■ TEXTO MOSTRADO:
────────────────────────────────────────

La alternativa: resonar
Frente a ese silencio, Rosa propone resonancia: una relación vibrante con el mundo en la que no dominamos ni instrumentalizamos, sino que nos dejamos afectar y respondemos. “La resonancia no es armonía ni fusión, sino una relación vibrante entre sujeto y mundo”.
Resonar implica cuatro movimientos: algo del mundo nos toca; respondemos auténticamente; nos transformamos; y reconocemos su indisponibilidad. “El intento de controlar la resonancia la destruye; la apertura a lo incontrolable es su condición”. Al contrario, empero, “solo cuando nos dejamos alcanzar por lo que no planeamos, surge la experiencia de lo vivo”.
Donde aún puede vibrar la vida
La resonancia, como tal, surge en tres dimensiones: la horizontal, que atraviesa las relaciones humanas —la amistad, el amor, la comunidad—; la diagonal, que aparece en el trabajo, la naturaleza o el arte; y la vertical, donde buscamos sentido en la historia, la religión o la espiritualidad.

────────────────────────────────────────

■ DATOS ALMACENADOS:
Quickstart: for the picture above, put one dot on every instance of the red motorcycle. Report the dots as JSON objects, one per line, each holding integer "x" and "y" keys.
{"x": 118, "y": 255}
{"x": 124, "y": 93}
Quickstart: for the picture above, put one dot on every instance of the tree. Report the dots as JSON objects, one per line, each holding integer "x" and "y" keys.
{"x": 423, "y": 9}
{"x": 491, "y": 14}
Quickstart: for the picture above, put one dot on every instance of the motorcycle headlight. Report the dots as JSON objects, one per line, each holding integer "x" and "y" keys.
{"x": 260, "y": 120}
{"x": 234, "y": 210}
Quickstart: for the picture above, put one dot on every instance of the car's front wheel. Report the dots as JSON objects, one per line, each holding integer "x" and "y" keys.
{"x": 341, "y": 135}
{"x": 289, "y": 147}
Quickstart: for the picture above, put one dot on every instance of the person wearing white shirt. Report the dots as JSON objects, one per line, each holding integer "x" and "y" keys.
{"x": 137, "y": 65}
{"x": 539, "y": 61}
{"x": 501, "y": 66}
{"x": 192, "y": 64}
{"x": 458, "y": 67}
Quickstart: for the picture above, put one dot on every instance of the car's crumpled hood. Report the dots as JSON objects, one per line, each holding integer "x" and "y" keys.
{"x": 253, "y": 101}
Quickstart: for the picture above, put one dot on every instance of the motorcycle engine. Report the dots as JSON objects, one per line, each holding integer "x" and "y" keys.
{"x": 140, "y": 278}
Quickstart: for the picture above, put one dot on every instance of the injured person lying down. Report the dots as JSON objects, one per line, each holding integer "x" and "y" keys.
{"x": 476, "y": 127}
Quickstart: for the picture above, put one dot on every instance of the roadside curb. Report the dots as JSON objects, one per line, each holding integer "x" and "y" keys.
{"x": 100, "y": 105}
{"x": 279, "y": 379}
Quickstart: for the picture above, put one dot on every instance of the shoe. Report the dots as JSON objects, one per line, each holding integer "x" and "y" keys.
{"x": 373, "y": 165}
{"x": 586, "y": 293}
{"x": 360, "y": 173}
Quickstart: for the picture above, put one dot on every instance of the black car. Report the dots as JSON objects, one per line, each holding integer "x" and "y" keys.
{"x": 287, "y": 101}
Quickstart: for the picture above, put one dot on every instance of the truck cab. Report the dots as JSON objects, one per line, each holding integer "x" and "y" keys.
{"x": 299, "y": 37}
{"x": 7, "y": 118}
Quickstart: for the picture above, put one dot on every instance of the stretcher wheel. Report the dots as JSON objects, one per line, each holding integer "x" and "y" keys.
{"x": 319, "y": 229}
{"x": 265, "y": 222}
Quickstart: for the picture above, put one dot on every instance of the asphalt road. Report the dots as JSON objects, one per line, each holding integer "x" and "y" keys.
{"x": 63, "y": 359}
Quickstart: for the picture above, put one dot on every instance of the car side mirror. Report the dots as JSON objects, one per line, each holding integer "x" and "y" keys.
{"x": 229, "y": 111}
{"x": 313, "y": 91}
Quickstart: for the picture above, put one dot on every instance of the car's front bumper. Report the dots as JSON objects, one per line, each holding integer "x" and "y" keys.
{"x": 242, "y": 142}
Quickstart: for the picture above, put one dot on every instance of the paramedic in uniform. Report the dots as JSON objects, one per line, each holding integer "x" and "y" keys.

────────────────────────────────────────

■ INSTRUCCIONES DE LA TAREA: Transcribe palabra por palabra el fragmento del texto sobre la resonancia que comienza en "Resonar implica cuatro" y termina en "o la espiritualidad.".

■ RESPUESTA DEL EJERCICIO:
Resonar implica cuatro movimientos: algo del mundo nos toca; respondemos auténticamente; nos transformamos; y reconocemos su indisponibilidad. “El intento de controlar la resonancia la destruye; la apertura a lo incontrolable es su condición”. Al contrario, empero, “solo cuando nos dejamos alcanzar por lo que no planeamos, surge la experiencia de lo vivo”.
Donde aún puede vibrar la vida
La resonancia, como tal, surge en tres dimensiones: la horizontal, que atraviesa las relaciones humanas —la amistad, el amor, la comunidad—; la diagonal, que aparece en el trabajo, la naturaleza o el arte; y la vertical, donde buscamos sentido en la historia, la religión o la espiritualidad.